- WHAT IS EXPECTED:
Reproduce nothing but the closing run of lines: the line with "white door, one" and each line that follows it to the end of the data.

- RECORD SET:
%%

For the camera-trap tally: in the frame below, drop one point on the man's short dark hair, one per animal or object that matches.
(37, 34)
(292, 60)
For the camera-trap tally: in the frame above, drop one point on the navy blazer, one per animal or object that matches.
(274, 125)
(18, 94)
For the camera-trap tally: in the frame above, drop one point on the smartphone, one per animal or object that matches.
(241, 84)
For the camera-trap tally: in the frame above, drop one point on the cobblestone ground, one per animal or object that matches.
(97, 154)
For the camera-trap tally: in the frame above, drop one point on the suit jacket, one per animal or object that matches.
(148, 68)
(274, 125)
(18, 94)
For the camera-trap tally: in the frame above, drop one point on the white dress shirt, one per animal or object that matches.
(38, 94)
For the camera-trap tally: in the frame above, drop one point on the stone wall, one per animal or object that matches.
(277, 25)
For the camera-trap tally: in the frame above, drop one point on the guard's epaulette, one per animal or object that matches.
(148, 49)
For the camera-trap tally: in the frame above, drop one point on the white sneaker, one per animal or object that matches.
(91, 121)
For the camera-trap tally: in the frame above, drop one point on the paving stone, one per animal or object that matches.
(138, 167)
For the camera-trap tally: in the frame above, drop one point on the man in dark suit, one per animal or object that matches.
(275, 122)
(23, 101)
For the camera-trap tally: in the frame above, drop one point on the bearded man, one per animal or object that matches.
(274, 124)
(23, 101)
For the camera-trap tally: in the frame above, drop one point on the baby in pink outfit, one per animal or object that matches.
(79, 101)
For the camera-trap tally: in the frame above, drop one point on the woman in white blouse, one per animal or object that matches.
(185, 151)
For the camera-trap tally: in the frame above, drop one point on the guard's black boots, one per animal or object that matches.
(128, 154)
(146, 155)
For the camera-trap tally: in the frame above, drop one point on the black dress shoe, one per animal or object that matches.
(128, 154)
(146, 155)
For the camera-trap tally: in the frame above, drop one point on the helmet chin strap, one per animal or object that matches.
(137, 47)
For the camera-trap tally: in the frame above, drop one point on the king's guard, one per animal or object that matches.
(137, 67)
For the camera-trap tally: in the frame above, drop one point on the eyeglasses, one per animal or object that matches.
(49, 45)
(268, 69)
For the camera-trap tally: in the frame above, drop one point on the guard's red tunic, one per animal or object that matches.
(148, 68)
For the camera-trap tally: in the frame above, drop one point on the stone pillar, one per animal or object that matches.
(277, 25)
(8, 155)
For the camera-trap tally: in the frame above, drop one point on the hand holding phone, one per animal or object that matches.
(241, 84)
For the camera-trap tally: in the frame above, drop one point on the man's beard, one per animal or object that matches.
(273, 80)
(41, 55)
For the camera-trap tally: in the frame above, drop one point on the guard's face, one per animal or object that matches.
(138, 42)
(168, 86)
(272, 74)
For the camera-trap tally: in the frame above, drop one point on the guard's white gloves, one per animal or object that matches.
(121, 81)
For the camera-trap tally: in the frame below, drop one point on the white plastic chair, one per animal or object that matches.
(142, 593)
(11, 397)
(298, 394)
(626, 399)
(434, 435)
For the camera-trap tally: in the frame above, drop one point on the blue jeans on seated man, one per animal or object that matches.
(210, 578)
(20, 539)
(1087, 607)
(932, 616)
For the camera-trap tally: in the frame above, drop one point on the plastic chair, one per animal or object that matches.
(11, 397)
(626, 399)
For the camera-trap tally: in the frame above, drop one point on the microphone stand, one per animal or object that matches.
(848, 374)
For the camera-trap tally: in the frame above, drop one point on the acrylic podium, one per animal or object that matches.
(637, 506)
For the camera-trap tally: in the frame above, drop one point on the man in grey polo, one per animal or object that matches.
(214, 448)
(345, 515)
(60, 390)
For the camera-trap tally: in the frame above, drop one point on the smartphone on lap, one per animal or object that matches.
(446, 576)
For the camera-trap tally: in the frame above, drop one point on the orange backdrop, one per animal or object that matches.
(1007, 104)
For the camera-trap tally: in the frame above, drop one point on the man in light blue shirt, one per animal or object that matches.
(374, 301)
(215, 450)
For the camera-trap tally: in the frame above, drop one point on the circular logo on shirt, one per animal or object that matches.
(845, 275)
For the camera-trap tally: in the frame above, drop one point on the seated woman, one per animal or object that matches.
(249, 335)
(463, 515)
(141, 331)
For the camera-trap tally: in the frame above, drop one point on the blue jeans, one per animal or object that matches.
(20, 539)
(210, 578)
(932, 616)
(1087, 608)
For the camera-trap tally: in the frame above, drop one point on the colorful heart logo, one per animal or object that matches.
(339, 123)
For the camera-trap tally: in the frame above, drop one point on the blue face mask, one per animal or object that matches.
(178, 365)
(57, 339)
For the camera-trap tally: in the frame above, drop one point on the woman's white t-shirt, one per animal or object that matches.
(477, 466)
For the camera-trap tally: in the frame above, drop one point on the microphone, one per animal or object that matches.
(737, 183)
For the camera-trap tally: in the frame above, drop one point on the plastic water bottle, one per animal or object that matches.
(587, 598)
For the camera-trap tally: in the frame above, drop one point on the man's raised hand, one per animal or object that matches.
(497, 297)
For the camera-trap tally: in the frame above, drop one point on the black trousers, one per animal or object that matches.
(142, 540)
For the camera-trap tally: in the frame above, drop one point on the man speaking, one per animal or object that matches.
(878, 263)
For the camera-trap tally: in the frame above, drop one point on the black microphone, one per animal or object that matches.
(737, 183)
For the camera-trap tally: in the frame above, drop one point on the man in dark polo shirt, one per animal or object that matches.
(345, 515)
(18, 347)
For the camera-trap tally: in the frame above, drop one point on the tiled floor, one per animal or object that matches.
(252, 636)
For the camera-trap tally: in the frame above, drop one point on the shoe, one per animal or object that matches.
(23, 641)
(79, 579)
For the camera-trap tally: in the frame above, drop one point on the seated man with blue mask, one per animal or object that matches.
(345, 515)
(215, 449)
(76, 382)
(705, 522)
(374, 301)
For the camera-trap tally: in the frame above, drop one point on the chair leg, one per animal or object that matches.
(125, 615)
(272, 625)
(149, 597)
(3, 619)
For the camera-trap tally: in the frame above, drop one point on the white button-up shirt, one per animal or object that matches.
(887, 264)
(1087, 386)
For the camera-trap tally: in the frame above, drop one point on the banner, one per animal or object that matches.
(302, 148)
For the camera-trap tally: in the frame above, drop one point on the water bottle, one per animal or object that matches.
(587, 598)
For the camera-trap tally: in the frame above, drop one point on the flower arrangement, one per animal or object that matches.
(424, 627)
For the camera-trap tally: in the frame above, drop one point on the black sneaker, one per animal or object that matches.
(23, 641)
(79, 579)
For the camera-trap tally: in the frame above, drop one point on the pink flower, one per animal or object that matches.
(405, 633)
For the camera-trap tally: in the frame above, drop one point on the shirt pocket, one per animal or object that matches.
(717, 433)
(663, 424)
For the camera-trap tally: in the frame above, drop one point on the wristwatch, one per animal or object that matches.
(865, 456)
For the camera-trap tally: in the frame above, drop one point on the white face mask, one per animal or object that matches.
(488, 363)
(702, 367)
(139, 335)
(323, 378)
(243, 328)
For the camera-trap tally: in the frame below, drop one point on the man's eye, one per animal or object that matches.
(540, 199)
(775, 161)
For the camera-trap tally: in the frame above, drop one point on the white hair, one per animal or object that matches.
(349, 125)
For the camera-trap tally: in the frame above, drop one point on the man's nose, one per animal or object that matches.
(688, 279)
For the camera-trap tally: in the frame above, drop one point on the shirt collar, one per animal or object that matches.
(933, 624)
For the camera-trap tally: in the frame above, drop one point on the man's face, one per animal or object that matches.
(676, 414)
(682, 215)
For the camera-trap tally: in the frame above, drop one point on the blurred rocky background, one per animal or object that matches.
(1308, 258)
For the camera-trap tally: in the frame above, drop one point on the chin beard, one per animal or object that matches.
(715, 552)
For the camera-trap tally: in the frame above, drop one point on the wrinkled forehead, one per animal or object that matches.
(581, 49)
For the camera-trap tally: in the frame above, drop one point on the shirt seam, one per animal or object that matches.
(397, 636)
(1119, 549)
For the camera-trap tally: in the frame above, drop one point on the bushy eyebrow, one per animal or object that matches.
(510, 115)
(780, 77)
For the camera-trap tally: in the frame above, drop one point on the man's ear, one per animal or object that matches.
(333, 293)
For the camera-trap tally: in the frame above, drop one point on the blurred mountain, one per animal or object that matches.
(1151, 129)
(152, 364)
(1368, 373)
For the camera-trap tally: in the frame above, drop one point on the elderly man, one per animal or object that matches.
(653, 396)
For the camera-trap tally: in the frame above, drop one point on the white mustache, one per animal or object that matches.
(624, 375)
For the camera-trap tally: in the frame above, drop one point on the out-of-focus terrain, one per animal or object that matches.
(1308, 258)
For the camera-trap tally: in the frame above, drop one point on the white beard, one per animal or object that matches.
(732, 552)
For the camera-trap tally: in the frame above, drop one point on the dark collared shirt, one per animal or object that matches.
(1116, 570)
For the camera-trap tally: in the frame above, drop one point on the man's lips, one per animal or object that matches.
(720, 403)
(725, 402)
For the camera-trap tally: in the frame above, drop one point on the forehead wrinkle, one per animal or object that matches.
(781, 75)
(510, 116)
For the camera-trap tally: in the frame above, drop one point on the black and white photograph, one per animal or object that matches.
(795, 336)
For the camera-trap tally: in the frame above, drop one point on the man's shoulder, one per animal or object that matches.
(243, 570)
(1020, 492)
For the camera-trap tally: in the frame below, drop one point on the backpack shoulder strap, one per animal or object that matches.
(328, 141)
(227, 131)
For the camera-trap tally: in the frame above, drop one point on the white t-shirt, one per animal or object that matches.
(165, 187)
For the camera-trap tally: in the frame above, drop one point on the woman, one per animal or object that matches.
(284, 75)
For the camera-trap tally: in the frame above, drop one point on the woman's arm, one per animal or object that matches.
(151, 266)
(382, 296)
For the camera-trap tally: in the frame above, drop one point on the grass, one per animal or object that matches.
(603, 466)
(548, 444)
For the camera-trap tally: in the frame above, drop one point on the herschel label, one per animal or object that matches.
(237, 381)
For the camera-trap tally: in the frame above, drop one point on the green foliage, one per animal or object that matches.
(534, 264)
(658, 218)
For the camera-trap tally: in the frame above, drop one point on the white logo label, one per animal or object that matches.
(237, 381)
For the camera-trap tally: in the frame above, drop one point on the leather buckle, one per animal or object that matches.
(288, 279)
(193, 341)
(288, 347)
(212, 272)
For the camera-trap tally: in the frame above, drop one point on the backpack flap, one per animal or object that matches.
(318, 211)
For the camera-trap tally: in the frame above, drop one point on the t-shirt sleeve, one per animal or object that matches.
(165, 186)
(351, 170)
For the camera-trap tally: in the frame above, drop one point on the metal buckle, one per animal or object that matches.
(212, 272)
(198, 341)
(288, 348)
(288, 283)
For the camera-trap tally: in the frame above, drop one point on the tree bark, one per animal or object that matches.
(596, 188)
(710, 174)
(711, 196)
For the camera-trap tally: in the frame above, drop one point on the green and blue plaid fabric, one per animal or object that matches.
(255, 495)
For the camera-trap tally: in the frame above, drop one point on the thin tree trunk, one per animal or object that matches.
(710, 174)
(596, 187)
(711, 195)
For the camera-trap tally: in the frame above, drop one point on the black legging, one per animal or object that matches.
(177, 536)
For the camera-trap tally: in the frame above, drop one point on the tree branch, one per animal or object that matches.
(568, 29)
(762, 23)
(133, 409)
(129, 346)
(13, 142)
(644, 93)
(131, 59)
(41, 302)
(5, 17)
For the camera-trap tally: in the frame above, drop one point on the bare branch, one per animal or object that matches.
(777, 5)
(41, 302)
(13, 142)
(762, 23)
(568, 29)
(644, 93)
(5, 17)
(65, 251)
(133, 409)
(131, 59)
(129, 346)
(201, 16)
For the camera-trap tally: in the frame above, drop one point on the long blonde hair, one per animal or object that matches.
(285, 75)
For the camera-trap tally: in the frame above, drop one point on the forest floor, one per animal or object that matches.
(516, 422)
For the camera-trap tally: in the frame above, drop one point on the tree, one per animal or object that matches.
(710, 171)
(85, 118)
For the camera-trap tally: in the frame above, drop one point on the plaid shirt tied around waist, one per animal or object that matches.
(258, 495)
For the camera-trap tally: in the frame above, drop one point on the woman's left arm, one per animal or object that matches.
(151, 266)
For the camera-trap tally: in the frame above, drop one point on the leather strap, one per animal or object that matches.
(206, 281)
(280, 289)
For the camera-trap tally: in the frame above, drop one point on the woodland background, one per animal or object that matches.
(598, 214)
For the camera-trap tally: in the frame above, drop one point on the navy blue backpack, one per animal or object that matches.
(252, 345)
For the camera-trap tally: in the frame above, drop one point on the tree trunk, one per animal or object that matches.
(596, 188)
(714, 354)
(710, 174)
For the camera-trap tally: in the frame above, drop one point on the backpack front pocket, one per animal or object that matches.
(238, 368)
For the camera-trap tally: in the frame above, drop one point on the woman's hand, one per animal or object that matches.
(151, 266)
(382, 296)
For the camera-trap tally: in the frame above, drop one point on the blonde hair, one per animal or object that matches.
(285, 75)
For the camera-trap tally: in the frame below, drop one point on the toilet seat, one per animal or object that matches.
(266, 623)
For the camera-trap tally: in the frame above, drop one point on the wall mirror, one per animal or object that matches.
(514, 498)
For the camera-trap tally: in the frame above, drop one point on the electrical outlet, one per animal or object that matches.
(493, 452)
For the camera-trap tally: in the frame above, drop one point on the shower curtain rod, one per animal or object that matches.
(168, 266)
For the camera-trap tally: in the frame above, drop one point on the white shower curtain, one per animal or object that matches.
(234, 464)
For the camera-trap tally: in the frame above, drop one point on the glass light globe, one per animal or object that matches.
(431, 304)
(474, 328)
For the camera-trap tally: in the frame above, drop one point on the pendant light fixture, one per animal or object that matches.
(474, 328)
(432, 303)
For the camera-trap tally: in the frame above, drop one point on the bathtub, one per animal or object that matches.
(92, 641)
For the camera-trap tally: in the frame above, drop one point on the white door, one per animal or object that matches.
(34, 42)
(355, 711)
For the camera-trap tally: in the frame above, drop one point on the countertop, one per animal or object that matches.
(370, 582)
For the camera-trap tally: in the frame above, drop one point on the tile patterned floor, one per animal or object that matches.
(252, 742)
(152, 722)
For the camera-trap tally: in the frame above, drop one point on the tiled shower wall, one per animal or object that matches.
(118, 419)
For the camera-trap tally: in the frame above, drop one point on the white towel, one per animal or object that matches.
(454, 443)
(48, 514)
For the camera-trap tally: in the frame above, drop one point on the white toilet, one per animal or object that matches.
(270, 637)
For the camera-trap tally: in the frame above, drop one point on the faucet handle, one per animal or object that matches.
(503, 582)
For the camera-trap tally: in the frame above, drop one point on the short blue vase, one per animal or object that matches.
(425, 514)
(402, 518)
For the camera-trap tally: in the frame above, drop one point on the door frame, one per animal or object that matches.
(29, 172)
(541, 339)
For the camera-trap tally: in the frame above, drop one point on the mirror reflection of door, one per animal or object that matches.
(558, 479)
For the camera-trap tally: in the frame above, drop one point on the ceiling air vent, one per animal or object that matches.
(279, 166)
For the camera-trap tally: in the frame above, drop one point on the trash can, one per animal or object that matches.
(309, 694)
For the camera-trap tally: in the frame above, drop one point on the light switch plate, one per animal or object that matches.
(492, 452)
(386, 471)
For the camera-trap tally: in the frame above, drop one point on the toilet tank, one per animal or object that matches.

%%

- SOLUTION:
For the camera-trap tally: in the frame above, drop one point on the white door, one per animal or object that matches.
(34, 42)
(355, 711)
For the camera-trap tally: in the frame above, drop one point on the countertop, one per animal or object that matches.
(370, 582)
For the camera-trap tally: in the frame above, drop one point on the tile patterned floor, one per animal or object that matches.
(252, 742)
(152, 722)
For the camera-trap tally: in the frame above, drop one point on the tiled shower wall, one per animal or object that matches.
(118, 419)
For the camera-trap tally: in the frame above, drop one point on the white towel, one per animal or object that matches.
(454, 443)
(48, 514)
For the camera-trap tally: in the frame above, drop one point on the white toilet, one per animal or object that matches.
(270, 637)
For the camera-trap tally: in the frame above, drop one point on the faucet handle, one per animal or object that matches.
(503, 582)
For the camera-trap tally: in the frame above, drop one point on the short blue vase, one per animal or object that matches.
(425, 514)
(402, 518)
For the camera-trap tally: in the frame above, drop one point on the door frame, one per animal or object that matches.
(29, 172)
(541, 339)
For the camera-trap tally: in the frame above, drop one point on the mirror reflection of door, one per animal or object that matches.
(558, 479)
For the camera-trap tally: in the frame above, drop one point on the ceiling air vent, one per animal or object that matches.
(279, 166)
For the camera-trap tally: in the frame above, drop one point on the trash can, one per animal or object that matches.
(309, 694)
For the camera-trap tally: in the frame above, drop one point on the light switch plate, one per animal or object that matches.
(492, 452)
(386, 471)
For the camera-trap tally: in the frame above, drop one point on the toilet tank, one per animal or object that matches.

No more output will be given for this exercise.